WORK REQUEST: What does the data read, word for word, from the line containing "target: steam rising" through its final line? Give those lines only.

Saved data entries
*****

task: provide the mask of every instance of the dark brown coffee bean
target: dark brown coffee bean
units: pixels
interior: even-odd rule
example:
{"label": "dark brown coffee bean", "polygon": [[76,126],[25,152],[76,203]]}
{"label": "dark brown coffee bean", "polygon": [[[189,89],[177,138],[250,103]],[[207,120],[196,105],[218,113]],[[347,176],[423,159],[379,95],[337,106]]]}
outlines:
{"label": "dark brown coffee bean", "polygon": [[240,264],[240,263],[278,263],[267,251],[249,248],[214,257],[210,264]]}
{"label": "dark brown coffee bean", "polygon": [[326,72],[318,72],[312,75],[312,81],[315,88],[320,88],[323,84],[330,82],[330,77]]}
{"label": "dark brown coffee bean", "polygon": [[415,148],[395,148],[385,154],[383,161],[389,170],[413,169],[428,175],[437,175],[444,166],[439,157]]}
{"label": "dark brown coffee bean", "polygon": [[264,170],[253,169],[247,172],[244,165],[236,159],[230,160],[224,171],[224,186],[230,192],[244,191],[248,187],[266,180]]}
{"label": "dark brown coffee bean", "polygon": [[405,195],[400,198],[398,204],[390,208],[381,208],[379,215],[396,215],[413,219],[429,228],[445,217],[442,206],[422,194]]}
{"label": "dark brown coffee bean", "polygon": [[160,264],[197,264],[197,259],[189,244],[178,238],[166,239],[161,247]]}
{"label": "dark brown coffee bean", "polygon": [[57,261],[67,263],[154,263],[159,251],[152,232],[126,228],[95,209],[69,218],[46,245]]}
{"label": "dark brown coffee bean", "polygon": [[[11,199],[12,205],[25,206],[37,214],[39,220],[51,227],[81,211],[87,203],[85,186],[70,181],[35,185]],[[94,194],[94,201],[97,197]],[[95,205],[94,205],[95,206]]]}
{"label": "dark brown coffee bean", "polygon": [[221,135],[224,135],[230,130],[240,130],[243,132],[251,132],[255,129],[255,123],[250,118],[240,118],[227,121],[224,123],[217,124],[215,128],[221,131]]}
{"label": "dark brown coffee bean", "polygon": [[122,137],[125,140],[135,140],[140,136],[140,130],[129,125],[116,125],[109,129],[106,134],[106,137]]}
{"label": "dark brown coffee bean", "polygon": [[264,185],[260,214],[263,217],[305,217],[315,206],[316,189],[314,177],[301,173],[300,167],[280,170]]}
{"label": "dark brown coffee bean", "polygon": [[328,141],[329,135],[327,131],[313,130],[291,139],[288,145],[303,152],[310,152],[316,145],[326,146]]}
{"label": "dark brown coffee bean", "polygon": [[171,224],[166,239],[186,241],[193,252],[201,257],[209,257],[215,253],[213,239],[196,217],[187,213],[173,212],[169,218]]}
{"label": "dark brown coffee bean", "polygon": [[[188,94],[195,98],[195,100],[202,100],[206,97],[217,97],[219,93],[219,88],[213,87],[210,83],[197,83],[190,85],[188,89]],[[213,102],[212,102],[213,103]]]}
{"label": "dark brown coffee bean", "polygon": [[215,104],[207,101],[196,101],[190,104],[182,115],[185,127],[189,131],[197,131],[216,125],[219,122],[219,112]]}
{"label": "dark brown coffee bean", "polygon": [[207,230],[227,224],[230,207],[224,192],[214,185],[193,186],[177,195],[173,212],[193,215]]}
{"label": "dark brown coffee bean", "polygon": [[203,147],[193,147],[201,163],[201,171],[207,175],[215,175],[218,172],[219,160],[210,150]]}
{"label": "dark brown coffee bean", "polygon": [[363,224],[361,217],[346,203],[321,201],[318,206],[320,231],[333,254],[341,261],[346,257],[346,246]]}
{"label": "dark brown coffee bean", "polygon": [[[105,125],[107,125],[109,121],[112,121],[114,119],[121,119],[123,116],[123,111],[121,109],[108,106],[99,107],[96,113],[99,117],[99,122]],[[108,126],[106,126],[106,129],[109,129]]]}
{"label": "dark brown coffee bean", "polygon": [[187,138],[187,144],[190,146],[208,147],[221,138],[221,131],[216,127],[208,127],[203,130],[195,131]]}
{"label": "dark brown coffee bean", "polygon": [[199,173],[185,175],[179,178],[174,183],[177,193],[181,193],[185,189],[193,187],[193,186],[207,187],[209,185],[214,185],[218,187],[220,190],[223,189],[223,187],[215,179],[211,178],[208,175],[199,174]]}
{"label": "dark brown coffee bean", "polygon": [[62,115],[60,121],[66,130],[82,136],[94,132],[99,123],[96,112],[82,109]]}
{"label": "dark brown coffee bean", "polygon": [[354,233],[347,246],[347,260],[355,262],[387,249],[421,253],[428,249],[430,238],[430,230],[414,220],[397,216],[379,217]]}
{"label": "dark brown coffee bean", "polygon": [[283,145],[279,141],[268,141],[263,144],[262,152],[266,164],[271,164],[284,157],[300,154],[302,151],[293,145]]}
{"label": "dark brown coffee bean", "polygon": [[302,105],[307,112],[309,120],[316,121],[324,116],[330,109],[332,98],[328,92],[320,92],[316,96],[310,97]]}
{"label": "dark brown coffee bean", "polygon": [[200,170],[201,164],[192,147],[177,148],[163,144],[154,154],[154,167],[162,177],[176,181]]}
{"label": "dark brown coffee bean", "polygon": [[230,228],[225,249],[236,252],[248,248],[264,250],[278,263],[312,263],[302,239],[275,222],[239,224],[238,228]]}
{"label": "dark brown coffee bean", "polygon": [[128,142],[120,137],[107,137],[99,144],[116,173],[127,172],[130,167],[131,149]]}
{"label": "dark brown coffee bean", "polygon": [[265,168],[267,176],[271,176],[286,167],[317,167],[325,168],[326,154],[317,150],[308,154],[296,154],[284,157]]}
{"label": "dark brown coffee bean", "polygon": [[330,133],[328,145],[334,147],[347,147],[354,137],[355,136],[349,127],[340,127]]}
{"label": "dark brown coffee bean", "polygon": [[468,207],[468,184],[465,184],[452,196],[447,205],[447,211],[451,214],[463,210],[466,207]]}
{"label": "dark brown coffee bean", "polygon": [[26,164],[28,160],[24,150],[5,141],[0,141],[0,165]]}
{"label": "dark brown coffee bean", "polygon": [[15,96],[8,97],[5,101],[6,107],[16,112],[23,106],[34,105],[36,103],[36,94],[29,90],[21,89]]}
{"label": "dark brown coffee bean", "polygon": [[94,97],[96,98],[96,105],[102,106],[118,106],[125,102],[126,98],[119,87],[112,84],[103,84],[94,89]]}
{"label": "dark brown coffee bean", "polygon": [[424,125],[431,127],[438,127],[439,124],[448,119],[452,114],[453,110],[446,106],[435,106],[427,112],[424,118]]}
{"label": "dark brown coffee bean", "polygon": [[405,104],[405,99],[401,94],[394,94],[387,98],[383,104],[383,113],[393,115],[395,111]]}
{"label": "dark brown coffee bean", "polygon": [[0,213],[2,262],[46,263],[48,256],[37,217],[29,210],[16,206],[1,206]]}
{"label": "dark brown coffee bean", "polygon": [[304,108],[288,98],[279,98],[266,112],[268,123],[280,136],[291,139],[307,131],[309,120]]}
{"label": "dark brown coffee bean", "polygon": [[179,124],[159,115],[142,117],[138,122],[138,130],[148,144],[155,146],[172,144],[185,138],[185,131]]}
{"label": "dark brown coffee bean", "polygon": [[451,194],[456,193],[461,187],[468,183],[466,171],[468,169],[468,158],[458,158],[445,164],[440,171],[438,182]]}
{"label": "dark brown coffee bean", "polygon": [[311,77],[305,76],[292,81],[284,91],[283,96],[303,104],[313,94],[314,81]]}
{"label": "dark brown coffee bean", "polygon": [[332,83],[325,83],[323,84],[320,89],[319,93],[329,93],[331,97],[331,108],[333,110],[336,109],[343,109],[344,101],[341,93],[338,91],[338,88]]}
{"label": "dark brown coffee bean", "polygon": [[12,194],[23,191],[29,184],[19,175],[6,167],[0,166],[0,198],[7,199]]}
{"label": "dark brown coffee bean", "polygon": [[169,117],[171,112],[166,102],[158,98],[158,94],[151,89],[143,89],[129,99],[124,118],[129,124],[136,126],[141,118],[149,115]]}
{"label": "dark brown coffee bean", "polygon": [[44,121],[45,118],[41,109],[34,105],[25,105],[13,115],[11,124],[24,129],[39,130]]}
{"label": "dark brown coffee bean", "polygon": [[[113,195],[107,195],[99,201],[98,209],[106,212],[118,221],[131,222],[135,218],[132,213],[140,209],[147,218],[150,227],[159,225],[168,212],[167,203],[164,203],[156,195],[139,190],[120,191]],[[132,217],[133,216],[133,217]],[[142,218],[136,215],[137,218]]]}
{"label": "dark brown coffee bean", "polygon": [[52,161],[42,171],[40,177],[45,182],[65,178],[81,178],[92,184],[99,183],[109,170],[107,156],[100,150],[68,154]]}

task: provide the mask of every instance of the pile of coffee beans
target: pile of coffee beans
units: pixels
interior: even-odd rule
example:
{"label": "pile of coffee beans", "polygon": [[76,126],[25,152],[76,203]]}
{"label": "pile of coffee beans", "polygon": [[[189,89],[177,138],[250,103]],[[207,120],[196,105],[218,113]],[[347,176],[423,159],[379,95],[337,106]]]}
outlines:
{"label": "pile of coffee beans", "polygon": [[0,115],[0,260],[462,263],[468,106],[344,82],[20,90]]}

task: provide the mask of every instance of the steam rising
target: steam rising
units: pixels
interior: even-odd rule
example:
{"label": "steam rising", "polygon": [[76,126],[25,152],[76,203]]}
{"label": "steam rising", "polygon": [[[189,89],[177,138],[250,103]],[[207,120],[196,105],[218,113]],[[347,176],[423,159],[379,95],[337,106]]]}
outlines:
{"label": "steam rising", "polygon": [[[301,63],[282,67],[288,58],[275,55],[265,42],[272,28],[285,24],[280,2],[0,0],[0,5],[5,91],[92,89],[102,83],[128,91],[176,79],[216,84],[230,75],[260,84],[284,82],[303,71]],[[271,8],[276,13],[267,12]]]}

*****

TASK ANSWER:
target: steam rising
units: pixels
interior: even-odd rule
example:
{"label": "steam rising", "polygon": [[76,126],[25,152],[76,203]]}
{"label": "steam rising", "polygon": [[[189,89],[177,138],[250,103]],[[207,120],[196,105],[218,113]],[[347,176],[423,159],[379,95],[337,106]]]}
outlines:
{"label": "steam rising", "polygon": [[[301,63],[282,67],[288,58],[275,55],[265,42],[272,28],[285,24],[280,2],[0,0],[0,5],[5,91],[92,89],[102,83],[128,91],[176,79],[216,84],[230,75],[260,84],[284,82],[303,71]],[[271,8],[276,13],[267,12]]]}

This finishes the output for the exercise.